Exercise prompt - Every record here needs to be written out again exactly.

Dataset rows -
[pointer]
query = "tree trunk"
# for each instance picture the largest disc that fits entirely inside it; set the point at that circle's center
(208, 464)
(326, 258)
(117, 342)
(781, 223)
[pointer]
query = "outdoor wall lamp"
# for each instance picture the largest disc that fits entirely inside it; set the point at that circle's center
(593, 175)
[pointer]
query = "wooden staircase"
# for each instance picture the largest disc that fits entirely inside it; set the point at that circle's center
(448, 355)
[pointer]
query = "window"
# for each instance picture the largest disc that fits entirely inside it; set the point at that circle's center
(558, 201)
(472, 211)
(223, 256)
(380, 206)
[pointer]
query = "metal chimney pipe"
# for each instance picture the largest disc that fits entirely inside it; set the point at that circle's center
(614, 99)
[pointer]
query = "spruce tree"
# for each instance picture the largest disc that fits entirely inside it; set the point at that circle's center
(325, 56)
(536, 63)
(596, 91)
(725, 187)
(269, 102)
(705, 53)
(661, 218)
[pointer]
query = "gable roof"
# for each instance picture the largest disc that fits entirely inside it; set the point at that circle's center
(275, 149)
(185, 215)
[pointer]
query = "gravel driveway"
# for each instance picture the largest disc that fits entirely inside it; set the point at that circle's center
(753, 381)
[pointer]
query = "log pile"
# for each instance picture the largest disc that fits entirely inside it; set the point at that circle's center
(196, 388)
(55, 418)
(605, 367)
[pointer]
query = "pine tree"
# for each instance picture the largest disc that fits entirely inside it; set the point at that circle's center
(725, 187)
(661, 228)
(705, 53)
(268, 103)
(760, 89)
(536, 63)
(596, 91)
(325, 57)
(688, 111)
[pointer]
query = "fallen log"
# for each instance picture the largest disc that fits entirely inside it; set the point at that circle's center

Worked answer -
[pointer]
query = "tree trunk"
# for each instance picture the largest disc that fits entirely inside it; set the point at that circle's center
(208, 464)
(326, 258)
(117, 342)
(781, 223)
[pointer]
query = "outdoor wall lamp"
# for each instance picture the largest disc that fits entirely inside it; set the point at that circle's center
(593, 175)
[pointer]
query = "wooden staircase"
# for each instance picture the largest disc that fits entirely inside it; set the point at that circle's center
(448, 355)
[pointer]
query = "window"
# for each instance picture the largest disc that fits entirely inside it; set the point at that circle's center
(558, 201)
(472, 211)
(223, 256)
(380, 206)
[pointer]
query = "metal chimney pipe"
# for each instance picture the largest disc that fits entirely inside it; set the point at that circle's center
(614, 99)
[pointer]
query = "spruce tree"
# for each instance picture the largest disc that fits entirely inside it; set the point at that circle's center
(325, 56)
(536, 63)
(596, 91)
(725, 187)
(269, 102)
(705, 53)
(661, 218)
[pointer]
query = "gable roof"
# for each instance picture the largest disc that fits entirely inside it; set the point at that circle's center
(275, 149)
(185, 215)
[pointer]
query = "gravel driveway"
# for each instance picture the largest disc that fits entirely inside it; set the point at that circle's center
(753, 381)
[pointer]
query = "log pile"
# for each instance picture the largest disc that fits entirely inside it; set the point at that circle's center
(196, 388)
(55, 418)
(605, 367)
[pointer]
query = "pine tree"
# for each instance picture the largest disc that fits entirely inside it; set the point at that circle's center
(725, 187)
(661, 228)
(705, 53)
(268, 103)
(760, 89)
(536, 63)
(596, 91)
(325, 57)
(688, 111)
[pointer]
query = "fallen log"
# for each instance picture the largest disc that fits entirely inside it; set the point at that circle's center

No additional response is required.